# Passage extrait:
Mais cette satisfaction à bien des égards ne venait pas tant d’un dépassement de soi et d’une progression, d’une gestion de la difficulté grandissante, non. Elle venait bien et avant tout d’une adaptation. Une adaptation à la formule des Souls, au rythme des Souls, aux mécaniques des Souls, sans y mettre à un quelconque moment mon propre grain de sel. Si ce n’est à travers le RP, malheureusement fluctuant compte-tenu de la faiblesse de certains builds. Et de toute façon on ne vous expliquera nullement dans quelles statistiques investir pour bien construire votre personnage ou même pour bien manier les différentes armes. Les tutos youtube prennent ici la place des développeurs. Tout cela, c’est d’abord Sekiro qui me l’a bien fait comprendre et qui m'encourage à revoir avec un esprit davantage critique la licence de From Software. Parce que Sekiro, de bien des manières, parvient à subjuguer une formule qui désormais tend à dater pour la transformer en une expérience nettement plus personnelle et valorisante.

(Liste des données)
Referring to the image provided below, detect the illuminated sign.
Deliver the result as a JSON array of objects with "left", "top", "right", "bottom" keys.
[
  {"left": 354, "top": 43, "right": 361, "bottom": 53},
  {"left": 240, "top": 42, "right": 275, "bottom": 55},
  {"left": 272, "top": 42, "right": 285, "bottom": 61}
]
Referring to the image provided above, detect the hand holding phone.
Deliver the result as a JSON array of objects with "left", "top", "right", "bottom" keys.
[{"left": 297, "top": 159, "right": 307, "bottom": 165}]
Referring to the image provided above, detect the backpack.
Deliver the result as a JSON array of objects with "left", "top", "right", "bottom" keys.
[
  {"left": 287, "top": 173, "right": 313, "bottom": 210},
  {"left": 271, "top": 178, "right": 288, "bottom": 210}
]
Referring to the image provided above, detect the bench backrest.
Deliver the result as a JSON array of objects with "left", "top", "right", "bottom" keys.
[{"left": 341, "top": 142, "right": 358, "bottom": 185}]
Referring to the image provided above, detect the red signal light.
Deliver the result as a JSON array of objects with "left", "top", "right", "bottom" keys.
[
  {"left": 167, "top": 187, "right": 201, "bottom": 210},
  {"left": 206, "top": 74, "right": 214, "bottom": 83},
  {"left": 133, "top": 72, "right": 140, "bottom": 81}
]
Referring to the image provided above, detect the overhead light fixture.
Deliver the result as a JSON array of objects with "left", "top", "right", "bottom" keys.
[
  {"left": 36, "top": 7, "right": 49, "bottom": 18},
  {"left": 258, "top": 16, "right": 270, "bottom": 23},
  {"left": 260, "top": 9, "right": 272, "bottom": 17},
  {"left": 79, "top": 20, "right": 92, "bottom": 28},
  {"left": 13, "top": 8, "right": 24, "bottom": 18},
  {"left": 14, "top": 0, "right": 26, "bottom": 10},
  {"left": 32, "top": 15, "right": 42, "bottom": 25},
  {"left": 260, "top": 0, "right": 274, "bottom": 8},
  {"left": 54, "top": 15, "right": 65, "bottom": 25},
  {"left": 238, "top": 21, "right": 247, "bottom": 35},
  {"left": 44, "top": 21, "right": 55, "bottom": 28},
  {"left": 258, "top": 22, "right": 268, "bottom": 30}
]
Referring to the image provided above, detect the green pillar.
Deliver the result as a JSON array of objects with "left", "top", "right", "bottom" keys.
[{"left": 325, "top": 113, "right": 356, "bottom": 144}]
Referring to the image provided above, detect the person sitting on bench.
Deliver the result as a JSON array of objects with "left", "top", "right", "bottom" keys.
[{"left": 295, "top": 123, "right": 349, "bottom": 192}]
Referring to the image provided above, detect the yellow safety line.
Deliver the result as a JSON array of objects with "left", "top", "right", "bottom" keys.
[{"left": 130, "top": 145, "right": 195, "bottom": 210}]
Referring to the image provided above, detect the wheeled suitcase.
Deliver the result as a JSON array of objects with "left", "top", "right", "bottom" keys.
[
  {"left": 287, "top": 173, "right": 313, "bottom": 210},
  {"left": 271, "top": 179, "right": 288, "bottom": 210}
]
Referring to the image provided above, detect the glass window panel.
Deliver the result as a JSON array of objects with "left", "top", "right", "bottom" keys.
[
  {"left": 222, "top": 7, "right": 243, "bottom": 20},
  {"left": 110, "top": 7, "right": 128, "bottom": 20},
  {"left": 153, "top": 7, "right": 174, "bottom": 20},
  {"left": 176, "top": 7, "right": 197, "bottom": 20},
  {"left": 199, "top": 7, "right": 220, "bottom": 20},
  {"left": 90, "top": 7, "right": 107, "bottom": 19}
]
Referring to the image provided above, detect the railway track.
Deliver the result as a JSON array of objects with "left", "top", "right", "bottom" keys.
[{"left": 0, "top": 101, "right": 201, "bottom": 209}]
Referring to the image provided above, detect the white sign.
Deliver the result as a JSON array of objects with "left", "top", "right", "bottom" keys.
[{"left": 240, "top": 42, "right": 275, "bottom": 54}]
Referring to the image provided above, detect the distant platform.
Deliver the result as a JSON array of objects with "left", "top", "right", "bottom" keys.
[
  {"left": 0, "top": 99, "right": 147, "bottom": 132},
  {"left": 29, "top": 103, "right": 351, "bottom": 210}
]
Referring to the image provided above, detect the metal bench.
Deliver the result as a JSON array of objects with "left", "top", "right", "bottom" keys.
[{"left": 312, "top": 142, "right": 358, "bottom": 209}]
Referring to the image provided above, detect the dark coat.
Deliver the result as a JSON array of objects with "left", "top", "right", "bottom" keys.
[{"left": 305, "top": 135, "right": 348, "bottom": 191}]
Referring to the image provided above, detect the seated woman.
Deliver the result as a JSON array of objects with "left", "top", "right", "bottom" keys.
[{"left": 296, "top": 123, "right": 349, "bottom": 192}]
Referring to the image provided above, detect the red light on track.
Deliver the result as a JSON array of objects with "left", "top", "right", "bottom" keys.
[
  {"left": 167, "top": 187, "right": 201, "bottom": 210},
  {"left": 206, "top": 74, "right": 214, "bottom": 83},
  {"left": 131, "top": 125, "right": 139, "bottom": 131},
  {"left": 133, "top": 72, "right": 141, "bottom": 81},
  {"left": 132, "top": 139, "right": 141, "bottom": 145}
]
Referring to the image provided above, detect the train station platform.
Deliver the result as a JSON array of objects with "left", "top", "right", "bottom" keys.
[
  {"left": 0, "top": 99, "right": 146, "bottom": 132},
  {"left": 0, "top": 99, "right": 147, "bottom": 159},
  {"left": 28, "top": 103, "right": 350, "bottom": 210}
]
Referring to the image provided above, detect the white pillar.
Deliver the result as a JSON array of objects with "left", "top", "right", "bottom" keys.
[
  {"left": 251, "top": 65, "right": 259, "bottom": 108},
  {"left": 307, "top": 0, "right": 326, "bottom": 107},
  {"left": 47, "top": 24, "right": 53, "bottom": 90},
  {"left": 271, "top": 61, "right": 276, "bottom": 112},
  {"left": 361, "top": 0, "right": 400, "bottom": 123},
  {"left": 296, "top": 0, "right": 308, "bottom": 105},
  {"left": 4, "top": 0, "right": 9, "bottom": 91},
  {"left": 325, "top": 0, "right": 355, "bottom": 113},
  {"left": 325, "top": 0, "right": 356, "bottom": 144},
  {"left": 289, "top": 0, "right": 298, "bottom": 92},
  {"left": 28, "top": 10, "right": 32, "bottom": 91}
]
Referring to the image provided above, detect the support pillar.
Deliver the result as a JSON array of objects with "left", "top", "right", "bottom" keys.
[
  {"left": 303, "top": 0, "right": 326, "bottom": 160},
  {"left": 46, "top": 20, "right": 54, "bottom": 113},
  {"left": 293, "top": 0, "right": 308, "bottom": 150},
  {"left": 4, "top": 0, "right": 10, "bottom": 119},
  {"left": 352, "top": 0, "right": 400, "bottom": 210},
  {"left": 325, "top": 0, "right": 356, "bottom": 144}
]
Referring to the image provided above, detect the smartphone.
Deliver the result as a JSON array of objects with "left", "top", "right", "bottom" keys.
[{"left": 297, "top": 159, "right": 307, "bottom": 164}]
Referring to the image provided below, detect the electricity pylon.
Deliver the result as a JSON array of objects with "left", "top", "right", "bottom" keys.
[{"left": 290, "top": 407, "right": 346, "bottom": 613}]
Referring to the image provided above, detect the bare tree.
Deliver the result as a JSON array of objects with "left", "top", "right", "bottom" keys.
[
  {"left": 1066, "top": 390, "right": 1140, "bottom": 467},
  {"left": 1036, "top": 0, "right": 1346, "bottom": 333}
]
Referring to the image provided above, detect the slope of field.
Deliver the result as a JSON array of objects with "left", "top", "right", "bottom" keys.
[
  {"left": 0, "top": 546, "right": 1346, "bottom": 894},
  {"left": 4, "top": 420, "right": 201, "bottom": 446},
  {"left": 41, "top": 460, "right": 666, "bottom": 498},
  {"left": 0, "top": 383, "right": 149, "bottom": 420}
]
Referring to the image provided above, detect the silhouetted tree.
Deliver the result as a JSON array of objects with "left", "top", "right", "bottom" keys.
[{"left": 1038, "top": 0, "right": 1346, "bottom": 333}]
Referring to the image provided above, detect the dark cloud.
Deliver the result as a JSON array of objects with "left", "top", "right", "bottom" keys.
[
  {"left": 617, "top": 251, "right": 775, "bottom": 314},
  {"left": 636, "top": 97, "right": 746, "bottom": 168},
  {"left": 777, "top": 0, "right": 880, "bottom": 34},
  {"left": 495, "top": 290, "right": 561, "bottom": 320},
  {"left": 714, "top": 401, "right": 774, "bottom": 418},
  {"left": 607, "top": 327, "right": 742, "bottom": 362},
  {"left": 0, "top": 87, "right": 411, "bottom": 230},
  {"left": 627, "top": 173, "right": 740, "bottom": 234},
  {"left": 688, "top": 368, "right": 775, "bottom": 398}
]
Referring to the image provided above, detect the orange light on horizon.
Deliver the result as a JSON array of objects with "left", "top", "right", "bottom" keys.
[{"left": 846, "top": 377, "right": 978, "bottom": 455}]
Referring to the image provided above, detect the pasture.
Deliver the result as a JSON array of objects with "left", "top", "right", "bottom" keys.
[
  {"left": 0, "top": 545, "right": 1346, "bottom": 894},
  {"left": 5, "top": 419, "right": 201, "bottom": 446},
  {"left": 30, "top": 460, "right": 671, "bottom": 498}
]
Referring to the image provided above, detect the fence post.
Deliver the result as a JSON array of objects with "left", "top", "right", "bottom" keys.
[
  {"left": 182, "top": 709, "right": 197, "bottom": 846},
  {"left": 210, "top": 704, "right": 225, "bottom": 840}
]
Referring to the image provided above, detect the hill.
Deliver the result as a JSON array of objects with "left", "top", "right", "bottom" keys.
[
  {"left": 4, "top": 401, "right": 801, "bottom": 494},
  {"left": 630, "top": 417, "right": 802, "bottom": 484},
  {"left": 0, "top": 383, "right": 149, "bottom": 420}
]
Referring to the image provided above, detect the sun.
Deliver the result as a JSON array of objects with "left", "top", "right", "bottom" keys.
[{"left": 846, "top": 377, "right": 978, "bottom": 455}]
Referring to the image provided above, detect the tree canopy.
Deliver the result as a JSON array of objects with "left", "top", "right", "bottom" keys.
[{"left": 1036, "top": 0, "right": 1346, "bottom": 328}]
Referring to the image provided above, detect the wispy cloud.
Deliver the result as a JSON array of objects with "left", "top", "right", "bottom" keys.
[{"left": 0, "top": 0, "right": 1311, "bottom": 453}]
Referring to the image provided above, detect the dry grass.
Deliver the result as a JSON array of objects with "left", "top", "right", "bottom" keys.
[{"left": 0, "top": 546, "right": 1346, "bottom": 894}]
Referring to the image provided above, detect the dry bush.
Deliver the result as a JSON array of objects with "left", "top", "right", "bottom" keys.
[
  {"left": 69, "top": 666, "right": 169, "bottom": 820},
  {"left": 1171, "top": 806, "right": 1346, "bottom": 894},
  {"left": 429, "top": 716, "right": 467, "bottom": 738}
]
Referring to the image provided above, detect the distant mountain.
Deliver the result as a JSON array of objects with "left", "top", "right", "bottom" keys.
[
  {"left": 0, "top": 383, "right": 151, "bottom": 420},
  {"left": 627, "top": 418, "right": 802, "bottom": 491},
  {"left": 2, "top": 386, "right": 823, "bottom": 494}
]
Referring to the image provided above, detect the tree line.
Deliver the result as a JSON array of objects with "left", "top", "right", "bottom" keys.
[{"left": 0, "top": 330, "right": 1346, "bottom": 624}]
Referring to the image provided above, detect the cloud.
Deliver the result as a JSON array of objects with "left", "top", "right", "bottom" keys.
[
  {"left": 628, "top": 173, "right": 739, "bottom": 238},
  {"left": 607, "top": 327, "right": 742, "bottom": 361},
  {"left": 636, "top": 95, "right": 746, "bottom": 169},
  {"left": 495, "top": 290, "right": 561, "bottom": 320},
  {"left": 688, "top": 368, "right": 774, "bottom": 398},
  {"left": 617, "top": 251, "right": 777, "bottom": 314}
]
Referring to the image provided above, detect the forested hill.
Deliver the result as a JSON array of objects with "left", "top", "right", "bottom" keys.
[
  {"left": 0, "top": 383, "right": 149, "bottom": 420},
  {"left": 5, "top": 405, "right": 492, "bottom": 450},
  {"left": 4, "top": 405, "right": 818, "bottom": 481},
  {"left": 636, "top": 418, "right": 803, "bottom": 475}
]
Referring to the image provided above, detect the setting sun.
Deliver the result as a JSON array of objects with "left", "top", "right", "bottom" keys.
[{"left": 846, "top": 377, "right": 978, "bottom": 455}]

# Problème à résoudre:
Dans l'extrait sur les Souls, à quels aspects des Souls se rapporte l'adaptation mentionnée ? Listez-les tous, s'il vous plaît.

# Résultat ci-dessous:
- la formule des Souls
- le rythme des Souls
- les mécaniques des Souls